__Exercise directions__.
The complete listing should be transcribed precisely.
#### Available records
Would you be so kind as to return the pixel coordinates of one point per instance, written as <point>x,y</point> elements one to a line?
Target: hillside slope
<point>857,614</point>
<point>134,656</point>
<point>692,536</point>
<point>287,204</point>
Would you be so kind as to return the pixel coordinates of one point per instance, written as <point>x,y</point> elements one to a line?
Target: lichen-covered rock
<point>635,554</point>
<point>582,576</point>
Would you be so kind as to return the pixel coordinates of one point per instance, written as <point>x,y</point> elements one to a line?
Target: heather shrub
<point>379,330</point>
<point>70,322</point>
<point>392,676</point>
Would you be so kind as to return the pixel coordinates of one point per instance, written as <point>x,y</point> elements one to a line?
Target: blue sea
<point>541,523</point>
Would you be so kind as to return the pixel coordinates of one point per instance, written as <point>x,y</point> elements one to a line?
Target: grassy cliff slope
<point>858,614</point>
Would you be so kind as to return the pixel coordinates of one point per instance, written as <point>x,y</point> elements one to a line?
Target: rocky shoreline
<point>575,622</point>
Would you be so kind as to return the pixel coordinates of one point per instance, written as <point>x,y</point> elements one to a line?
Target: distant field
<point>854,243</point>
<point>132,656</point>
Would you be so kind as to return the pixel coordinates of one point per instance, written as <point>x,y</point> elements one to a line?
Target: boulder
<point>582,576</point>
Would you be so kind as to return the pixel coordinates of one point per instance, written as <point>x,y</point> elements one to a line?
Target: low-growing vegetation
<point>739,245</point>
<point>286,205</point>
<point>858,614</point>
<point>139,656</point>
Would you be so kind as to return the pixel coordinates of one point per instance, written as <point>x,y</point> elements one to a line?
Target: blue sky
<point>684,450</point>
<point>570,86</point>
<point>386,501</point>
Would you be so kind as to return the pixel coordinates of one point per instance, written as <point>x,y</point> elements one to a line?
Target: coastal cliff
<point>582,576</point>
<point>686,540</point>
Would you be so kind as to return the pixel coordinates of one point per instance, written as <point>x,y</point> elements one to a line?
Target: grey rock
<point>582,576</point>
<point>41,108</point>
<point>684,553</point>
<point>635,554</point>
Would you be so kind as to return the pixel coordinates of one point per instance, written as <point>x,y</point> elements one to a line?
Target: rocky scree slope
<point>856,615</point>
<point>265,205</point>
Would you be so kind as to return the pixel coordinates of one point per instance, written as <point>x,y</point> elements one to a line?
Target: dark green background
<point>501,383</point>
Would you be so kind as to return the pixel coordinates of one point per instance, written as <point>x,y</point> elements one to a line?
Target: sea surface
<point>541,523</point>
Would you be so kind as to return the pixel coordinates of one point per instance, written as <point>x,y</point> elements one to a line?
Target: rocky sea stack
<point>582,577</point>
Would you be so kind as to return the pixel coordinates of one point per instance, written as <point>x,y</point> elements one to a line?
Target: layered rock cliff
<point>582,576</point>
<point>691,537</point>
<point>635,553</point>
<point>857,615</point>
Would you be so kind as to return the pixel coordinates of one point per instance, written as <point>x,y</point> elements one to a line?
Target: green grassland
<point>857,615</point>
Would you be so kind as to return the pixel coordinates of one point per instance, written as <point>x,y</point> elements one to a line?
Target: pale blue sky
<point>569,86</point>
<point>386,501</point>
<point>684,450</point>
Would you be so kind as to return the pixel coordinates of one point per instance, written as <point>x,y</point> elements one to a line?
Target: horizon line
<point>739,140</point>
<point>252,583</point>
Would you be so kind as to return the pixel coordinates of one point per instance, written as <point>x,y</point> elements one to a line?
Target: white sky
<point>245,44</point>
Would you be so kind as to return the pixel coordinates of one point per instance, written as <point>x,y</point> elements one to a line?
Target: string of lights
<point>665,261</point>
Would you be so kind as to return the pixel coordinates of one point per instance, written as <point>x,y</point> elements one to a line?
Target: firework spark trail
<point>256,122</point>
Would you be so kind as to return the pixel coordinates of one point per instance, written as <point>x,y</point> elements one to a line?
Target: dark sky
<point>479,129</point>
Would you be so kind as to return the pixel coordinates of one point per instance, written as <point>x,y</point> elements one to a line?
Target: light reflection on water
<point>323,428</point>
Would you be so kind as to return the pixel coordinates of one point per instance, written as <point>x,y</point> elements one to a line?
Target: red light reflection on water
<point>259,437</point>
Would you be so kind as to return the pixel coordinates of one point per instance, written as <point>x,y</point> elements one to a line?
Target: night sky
########
__Answer to this task__.
Would you be so kind as to return the pixel coordinates of one point per instance, written as <point>x,y</point> elements one to a line?
Target: hillside slope
<point>857,614</point>
<point>134,656</point>
<point>692,536</point>
<point>287,204</point>
Would you be so kind as to return the pixel coordinates of one point per instance, written as <point>x,y</point> elements one to a line?
Target: lichen-covered rock
<point>635,554</point>
<point>582,576</point>
Would you be so kind as to return the pixel coordinates of one point per instance, written as <point>x,y</point> elements one to a line?
Target: heather shrub
<point>379,330</point>
<point>70,322</point>
<point>392,676</point>
Would you be so kind as to return the pixel coordinates of one point per instance, written as <point>x,y</point> elements one to a line?
Target: blue sea
<point>541,523</point>
Would you be so kind as to return the pixel coordinates of one point per instance, written as <point>x,y</point> elements one to a line?
Target: grassy cliff slope
<point>858,614</point>
Would you be so kind as to return the pixel coordinates of one point per instance, written as <point>x,y</point> elements one to a line?
Target: rocky shoreline
<point>575,622</point>
Would you be so kind as to return the pixel coordinates of one point per instance, written as <point>x,y</point> elements one to a line?
Target: distant field
<point>854,243</point>
<point>132,656</point>
Would you be so kind as to return the pixel coordinates of one point per instance, written as <point>x,y</point> elements one to a line?
Target: boulder
<point>582,576</point>
Would you be so kind as to return the pixel coordinates of one point per instance, written as <point>x,y</point> elements one to a line?
Target: low-growing vegetation
<point>739,245</point>
<point>286,205</point>
<point>858,614</point>
<point>139,656</point>
Would you be so kind as to return the pixel coordinates of one point per instance, written as <point>x,y</point> elements one to a line?
Target: blue sky
<point>684,450</point>
<point>570,86</point>
<point>386,501</point>
Would you be so kind as to return the pixel coordinates of one point per instance, written as <point>x,y</point> elements one to a line?
Target: coastal cliff
<point>582,576</point>
<point>686,540</point>
Would you be so kind as to return the pixel coordinates of one point per instance, written as <point>x,y</point> elements one to a line?
Target: grey rock
<point>582,576</point>
<point>41,108</point>
<point>684,553</point>
<point>635,554</point>
Would you be so kind as to return the pixel coordinates of one point per instance, written as <point>x,y</point> elements one to a line?
Target: rocky scree slope
<point>856,615</point>
<point>265,205</point>
Would you be so kind as to return the pixel coordinates of one point per instance, written as <point>x,y</point> elements one to a line?
Target: dark green background
<point>501,383</point>
Would you be so kind as to return the pixel coordinates of one point per instance, written as <point>x,y</point> elements one to a line?
Target: sea surface
<point>541,523</point>
Would you be so kind as to return the pixel coordinates of one point per instance, written as <point>x,y</point> elements one to a line?
Target: rocky sea stack
<point>582,577</point>
Would you be so kind as to return the pixel coordinates of one point per instance, written as <point>x,y</point> elements one to a line?
Target: layered rock cliff
<point>582,576</point>
<point>691,537</point>
<point>635,553</point>
<point>857,615</point>
Would you be so kind as to return the pixel coordinates of one point per instance, written as <point>x,y</point> elements one to a line?
Target: green grassland
<point>857,615</point>
Would you be so kind as to return the pixel coordinates of one point per instance, written as <point>x,y</point> elements one to a line?
Target: pale blue sky
<point>569,86</point>
<point>386,501</point>
<point>684,450</point>
Would you be so kind as to return the pixel coordinates of one point per instance, written as <point>x,y</point> elements one to a line?
Target: horizon line
<point>739,140</point>
<point>252,583</point>
Would you be so kind as to return the pixel coordinates of one point per instance, written as <point>x,y</point> elements one to a line?
Target: white sky
<point>245,44</point>
Would you be so kind as to return the pixel coordinates of one point per instance, written as <point>x,y</point> elements one to a line?
Target: string of lights
<point>665,261</point>
Would you be so kind as to return the pixel coordinates of one point per instance, written as <point>x,y</point> elements one to a line?
Target: firework spark trail
<point>256,122</point>
Would you be so kind as to return the pixel coordinates of one point per instance, written as <point>x,y</point> elements one to a line?
Target: dark sky
<point>479,129</point>
Would you be so kind as to return the pixel coordinates of one point per instance, written as <point>x,y</point> elements one to a line?
Target: light reflection on water
<point>323,428</point>
Would you be so kind as to return the pixel coordinates of one point per instance, written as <point>x,y</point> elements one to a line?
Target: red light reflection on water
<point>259,437</point>
Would you be so kind as to return the pixel coordinates of one point per instance, written as <point>x,y</point> elements one to a line?
Target: night sky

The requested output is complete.